We're out of money. Sales tax revenues are lagging behind projections and we face a budget shorfall of anywhere from $4.8 - $6.8 million.

Let the long, hot summer of healthy debate on spending priorities begin.

The Fort Collins Weekly broke the story on Tuesday.


Is Fort Collins Running on Empty?

City Manager warns of “hard conversations” needed to deal with a 2007 budget shortfall that’s “significantly greater” than projected

By Greg Campbell

Despite a revolutionary new approach to balancing the city’s budget, Fort Collins could be looking at yet another staggering shortfall in revenue to fund city services in 2007 if sales tax collections continue to lag behind projections.

The 2006-2007 budget was adopted knowing that another $2.3 million in cuts to services or additional revenue would be required to pay for a pavement maintenance program in 2007, but if sales tax collections don’t improve markedly, the city could be looking at an additional $2 million to $4 million deficit in its general fund for 2007.

In a worse case scenario, the city could be looking to fill a financial hole in its budget of as much as $6 million, a shortfall that seems to have caught city officials by surprise.

Click here to read the rest of the story.

“This is a significantly larger gap than we anticipated,” says City Manager Darin Atteberry. “The problem is significantly greater than $2.3 million.”

This news comes only months after the city adopted the biannual budget using a method called Budgeting For Outcomes in which more than $5 million was already cut to balance the city’s bottom line. Although far from perfect, the method was applauded at City Hall as an intuitive and common sense approach to funding city services that are critical to citizens while maintaining fiscal responsibility. Perhaps the only hitch was that it left a $2.3 million gap in funding for the pavement maintenance program. The budget was still considered “balanced” because it assumed City Council would implement a so-called Transportation Maintenance Fee, or TMF, to close the gap. The fee would be paid by property owners based on the amount of auto traffic they generate and would be applied to street repair.

But before deciding to go with the TMF, City Council directed the city staff to assemble a list of possible further cuts to services as well as a list of possible fee and tax increases, including the TMF, that could balance the 2007 budget. City Council was to discuss the options at a study session on Tuesday, May 9.

The trouble is that keeping the remainder of the budget balanced rests on the assumption that sales and use tax collections would behave as they were forecasted to behave, which is to grow at a rate of 3 to 4 percent.

So far, that hasn’t happened.

“We’re going to be significantly lower than our projections we made in ’05,” Atteberry says. “Our sales are generally flat. The good news is that sales aren’t on a steep decline. Whereas we projected a slight incline, the gap between the projection and actual (collections) shows relatively little to no growth.”

Yet the current rate of collections would be low enough to jeopardize the 2006 budget if it weren’t for a one-time spike in sales tax related to a business sale in February.

When that one-time spike is deducted, and as city staff evaluated preliminary results of retail sales from April, it has become obvious that collections that are “trending below” projections, says Deputy City Manager Diane Jones.

“If our trend continues, based on what we have now … we would have been under (for 2006),” she says.

Therefore, City Council will be eyeing the staff’s options for cutting services, raising revenue or both with a much larger figure in mind, one that is two to nearly three times what was expected.

§ **Excerpts from location labeling data**:
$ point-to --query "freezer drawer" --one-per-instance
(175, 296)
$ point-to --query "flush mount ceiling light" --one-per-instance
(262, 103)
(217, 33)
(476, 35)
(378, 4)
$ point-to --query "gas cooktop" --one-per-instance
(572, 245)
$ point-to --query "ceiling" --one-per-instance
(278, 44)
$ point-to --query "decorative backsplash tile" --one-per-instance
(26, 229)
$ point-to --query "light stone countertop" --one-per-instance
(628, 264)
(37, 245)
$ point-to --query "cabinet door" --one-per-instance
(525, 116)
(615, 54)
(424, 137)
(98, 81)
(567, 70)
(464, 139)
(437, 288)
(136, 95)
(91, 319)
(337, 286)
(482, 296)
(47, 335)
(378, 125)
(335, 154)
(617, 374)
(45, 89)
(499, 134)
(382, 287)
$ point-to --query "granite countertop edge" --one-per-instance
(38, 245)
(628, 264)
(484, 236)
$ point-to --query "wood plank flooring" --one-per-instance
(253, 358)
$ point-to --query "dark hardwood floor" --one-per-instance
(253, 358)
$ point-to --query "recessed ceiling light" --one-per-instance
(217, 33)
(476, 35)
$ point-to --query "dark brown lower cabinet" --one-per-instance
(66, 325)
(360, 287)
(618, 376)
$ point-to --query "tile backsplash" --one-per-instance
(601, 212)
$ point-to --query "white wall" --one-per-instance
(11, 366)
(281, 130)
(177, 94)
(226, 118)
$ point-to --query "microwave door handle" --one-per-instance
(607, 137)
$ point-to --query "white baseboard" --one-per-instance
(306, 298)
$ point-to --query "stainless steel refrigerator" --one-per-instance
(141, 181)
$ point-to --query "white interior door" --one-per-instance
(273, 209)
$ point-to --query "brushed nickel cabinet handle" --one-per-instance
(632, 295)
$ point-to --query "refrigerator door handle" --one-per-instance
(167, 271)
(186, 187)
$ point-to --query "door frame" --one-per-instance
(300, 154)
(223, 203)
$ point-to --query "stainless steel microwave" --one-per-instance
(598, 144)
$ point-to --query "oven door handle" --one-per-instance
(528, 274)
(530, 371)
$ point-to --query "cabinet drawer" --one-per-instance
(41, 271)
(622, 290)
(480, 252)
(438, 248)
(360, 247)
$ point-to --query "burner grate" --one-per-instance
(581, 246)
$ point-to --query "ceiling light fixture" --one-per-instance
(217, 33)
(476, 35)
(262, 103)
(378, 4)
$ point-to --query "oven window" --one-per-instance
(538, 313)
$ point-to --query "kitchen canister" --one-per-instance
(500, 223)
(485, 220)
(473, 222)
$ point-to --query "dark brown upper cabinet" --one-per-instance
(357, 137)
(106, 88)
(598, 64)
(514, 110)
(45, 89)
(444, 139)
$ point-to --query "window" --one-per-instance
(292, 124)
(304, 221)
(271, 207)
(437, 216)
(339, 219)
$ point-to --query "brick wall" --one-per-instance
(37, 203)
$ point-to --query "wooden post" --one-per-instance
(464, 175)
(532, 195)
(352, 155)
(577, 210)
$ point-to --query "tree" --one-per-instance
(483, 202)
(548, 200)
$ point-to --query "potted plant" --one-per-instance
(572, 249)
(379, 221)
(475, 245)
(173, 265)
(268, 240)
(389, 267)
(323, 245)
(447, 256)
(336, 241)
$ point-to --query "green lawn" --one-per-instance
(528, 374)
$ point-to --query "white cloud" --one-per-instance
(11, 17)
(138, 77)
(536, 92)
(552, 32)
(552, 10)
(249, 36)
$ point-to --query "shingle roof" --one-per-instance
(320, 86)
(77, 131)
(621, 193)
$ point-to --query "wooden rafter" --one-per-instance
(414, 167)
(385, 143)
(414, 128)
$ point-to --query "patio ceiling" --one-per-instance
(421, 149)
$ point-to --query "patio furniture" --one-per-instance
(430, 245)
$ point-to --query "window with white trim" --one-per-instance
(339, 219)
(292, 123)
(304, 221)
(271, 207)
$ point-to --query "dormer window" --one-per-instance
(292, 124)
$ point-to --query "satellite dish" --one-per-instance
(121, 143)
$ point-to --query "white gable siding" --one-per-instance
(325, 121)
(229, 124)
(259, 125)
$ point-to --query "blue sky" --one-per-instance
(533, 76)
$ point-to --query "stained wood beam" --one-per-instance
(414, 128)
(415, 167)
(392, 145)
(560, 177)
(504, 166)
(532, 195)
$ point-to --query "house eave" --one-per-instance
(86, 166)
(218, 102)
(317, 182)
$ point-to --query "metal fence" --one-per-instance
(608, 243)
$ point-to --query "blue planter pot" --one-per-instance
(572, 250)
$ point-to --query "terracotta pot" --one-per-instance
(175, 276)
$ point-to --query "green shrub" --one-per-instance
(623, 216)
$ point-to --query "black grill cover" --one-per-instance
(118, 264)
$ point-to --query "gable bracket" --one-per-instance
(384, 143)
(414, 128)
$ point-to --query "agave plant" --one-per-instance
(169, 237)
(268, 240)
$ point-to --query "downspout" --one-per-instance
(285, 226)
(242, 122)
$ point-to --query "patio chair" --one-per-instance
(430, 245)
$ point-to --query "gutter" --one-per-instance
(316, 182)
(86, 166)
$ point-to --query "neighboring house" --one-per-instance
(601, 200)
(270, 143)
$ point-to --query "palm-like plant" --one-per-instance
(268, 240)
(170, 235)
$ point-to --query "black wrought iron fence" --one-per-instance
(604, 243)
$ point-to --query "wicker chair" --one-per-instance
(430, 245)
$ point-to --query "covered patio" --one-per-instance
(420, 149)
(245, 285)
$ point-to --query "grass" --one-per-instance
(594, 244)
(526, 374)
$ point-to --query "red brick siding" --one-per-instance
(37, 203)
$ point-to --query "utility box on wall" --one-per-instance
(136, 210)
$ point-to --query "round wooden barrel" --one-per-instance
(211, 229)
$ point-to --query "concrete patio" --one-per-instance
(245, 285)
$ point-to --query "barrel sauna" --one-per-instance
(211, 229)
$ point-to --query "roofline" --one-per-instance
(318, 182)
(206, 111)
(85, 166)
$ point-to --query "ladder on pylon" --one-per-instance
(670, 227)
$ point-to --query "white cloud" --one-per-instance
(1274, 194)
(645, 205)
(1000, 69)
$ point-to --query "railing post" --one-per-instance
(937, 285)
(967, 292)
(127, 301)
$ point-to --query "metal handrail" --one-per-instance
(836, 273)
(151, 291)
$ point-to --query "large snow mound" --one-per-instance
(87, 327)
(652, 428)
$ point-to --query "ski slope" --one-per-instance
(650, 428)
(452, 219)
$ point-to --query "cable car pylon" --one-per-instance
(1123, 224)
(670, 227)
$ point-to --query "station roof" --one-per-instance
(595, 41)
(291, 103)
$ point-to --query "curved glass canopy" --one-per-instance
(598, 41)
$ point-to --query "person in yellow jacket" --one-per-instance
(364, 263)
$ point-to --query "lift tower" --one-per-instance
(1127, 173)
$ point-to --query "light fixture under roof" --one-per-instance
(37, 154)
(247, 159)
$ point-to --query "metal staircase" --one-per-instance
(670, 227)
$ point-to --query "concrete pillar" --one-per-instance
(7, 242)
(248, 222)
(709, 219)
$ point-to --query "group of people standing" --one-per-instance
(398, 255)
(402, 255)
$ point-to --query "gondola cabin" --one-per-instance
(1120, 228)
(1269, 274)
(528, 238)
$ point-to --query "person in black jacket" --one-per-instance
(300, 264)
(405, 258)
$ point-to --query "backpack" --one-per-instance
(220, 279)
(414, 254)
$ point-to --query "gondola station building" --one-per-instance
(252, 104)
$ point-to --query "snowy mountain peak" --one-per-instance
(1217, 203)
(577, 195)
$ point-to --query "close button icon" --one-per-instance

--

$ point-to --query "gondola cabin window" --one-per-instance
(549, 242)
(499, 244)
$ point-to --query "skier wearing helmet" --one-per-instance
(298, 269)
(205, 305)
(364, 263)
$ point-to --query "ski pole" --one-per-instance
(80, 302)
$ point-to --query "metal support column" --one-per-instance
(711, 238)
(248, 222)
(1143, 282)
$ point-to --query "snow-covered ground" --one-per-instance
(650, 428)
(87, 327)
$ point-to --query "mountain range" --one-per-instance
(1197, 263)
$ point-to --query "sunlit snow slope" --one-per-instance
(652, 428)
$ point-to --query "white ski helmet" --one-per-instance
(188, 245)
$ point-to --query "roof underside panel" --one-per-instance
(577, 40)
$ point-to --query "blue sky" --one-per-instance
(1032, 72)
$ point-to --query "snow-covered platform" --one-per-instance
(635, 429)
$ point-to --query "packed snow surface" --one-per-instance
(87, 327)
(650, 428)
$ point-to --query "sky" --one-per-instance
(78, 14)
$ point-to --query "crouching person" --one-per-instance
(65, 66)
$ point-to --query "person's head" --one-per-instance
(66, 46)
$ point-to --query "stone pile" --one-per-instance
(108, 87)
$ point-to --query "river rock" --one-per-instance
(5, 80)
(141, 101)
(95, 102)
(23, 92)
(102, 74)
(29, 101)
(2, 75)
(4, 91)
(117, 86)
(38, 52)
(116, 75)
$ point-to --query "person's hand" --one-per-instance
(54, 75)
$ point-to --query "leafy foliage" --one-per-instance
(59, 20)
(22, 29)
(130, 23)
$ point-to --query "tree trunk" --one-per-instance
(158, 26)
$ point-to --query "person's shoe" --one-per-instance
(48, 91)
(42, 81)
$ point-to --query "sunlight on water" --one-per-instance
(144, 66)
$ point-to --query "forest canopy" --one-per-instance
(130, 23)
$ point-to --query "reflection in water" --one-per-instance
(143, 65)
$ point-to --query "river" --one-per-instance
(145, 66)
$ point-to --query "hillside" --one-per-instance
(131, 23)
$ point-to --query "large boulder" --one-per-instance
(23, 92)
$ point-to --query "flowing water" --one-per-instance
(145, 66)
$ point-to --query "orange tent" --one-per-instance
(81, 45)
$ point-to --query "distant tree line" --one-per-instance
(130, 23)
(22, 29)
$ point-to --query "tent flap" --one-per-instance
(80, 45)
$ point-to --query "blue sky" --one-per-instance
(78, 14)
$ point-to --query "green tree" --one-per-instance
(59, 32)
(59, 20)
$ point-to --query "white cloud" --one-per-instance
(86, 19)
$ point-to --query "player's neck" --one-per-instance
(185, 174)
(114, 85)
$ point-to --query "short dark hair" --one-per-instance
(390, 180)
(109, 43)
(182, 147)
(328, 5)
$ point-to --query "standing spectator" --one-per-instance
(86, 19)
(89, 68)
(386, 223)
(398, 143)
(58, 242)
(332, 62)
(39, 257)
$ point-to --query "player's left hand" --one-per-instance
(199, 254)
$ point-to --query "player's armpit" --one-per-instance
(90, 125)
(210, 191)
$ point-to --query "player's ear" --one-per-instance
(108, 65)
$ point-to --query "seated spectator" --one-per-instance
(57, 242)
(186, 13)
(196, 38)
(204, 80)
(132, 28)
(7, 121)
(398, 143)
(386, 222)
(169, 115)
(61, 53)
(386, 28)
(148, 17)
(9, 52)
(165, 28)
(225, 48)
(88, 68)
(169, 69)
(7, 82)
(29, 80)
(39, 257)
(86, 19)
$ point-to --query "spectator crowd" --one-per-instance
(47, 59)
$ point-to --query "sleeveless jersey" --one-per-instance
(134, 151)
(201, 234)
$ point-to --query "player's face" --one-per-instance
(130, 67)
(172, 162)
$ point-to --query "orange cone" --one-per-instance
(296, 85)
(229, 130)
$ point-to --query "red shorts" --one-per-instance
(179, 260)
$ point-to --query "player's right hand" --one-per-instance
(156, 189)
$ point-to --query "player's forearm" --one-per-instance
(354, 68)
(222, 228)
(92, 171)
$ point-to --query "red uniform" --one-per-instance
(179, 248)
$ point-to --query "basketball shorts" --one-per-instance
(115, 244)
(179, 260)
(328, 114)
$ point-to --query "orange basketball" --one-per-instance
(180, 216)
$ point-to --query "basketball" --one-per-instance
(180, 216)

§ **WRITTEN EXERCISE 1**:
Answer these questions from the Fort Collins budget article:
(a) What is the name of the method the city used to adopt its biannual budget?
(b) On what date was City Council to discuss the options at a study session?
(c) What caused the one-time spike in sales tax?
§ **WRITTEN EXERCISE 2**: Repeat the Fort Collins budget article word for word, beginning at the words "Let the long, hot" and stopping after "Running on Empty?".

§ **WRITTEN ANSWER 1**:
(a) Budgeting For Outcomes.
(b) Tuesday, May 9.
(c) A business sale in February.

§ **WRITTEN ANSWER 2**:
Let the long, hot summer of healthy debate on spending priorities begin.

The Fort Collins Weekly broke the story on Tuesday.


Is Fort Collins Running on Empty?